■ LISTED RECORDS:
########

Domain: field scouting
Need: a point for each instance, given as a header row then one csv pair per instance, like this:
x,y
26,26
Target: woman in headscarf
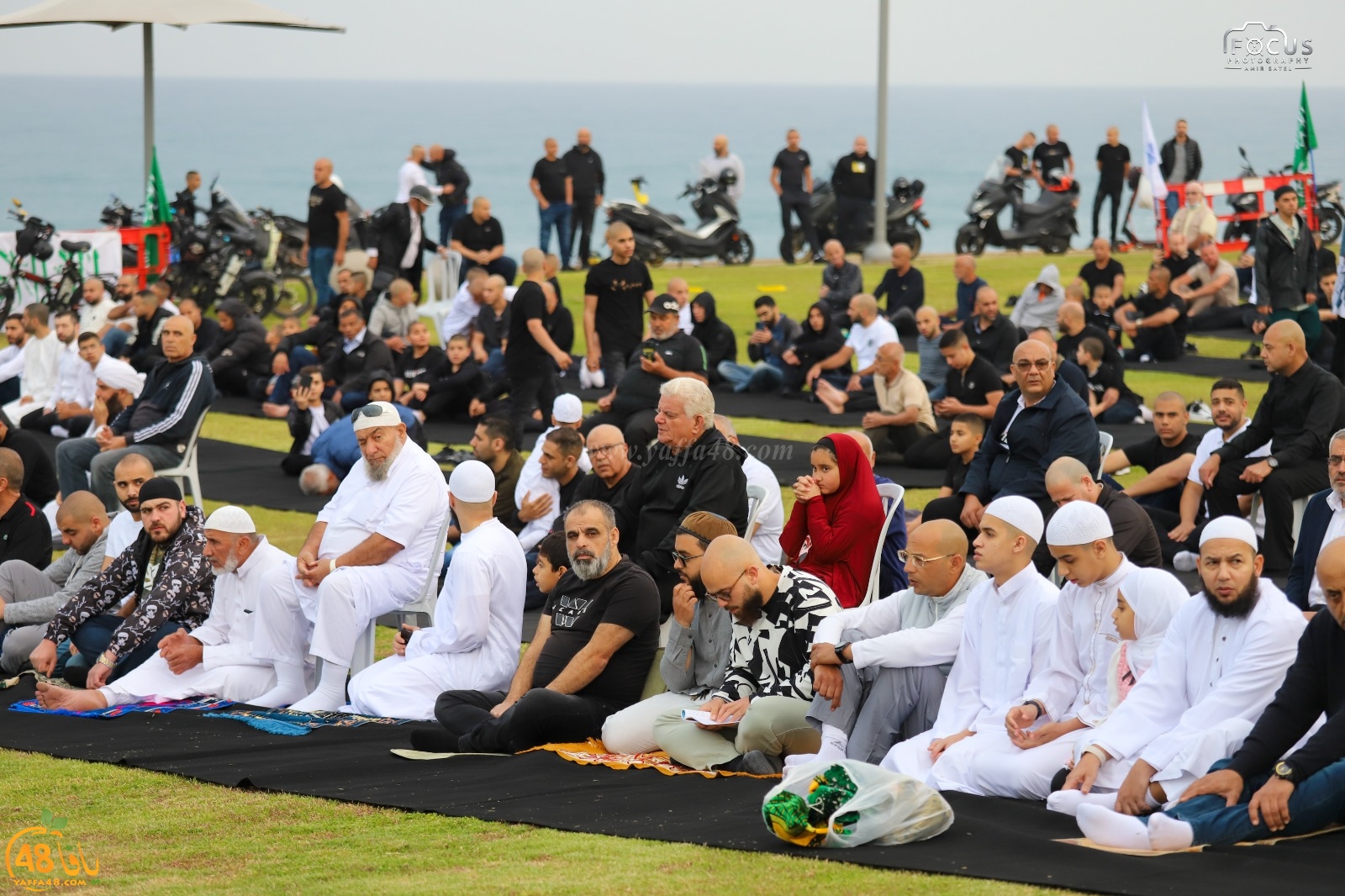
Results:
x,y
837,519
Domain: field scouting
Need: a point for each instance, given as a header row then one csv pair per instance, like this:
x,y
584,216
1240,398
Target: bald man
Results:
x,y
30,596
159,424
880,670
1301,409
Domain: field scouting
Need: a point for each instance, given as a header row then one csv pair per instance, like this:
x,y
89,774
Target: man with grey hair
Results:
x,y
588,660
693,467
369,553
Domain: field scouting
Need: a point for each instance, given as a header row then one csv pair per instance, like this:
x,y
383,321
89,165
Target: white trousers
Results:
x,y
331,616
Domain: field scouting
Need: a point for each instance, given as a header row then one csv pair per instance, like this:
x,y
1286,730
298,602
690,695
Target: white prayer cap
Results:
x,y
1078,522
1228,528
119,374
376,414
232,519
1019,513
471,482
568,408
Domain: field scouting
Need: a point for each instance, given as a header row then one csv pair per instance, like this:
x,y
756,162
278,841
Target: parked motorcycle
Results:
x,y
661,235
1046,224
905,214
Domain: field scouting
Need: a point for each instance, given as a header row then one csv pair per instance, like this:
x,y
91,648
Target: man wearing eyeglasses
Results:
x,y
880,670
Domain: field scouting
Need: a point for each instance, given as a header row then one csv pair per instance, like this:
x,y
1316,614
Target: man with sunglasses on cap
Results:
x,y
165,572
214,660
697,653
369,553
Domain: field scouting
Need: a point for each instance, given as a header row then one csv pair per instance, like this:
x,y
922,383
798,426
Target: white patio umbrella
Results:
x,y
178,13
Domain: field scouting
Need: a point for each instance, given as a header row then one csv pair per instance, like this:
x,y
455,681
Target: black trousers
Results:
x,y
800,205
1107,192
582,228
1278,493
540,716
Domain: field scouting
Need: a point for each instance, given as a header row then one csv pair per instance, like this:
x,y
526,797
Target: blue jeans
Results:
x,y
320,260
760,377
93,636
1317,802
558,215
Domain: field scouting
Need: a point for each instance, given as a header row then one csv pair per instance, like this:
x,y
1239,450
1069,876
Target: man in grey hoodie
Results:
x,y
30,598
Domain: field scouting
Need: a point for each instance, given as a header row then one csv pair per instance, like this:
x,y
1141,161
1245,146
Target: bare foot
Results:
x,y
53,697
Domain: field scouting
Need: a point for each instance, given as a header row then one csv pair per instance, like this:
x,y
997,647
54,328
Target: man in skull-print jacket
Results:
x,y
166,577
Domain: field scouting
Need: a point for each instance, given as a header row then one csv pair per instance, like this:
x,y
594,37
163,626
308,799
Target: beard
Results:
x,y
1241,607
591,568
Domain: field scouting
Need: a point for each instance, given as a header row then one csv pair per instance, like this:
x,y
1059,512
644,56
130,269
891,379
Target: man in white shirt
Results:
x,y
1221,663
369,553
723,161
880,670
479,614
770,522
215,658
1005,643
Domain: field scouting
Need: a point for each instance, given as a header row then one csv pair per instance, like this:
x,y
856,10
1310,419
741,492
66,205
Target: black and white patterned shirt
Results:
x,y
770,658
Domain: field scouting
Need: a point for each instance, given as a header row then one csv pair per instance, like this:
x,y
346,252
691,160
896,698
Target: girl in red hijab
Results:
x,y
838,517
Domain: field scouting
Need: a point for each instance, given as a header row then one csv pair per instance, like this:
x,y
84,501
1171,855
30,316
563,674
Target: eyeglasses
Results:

########

■ WHAT NEEDS TO BE DONE: Identify the lines of the data that contain the word "trousers". Copy each of them.

■ REPLY:
Target: white trousers
Target: black trousers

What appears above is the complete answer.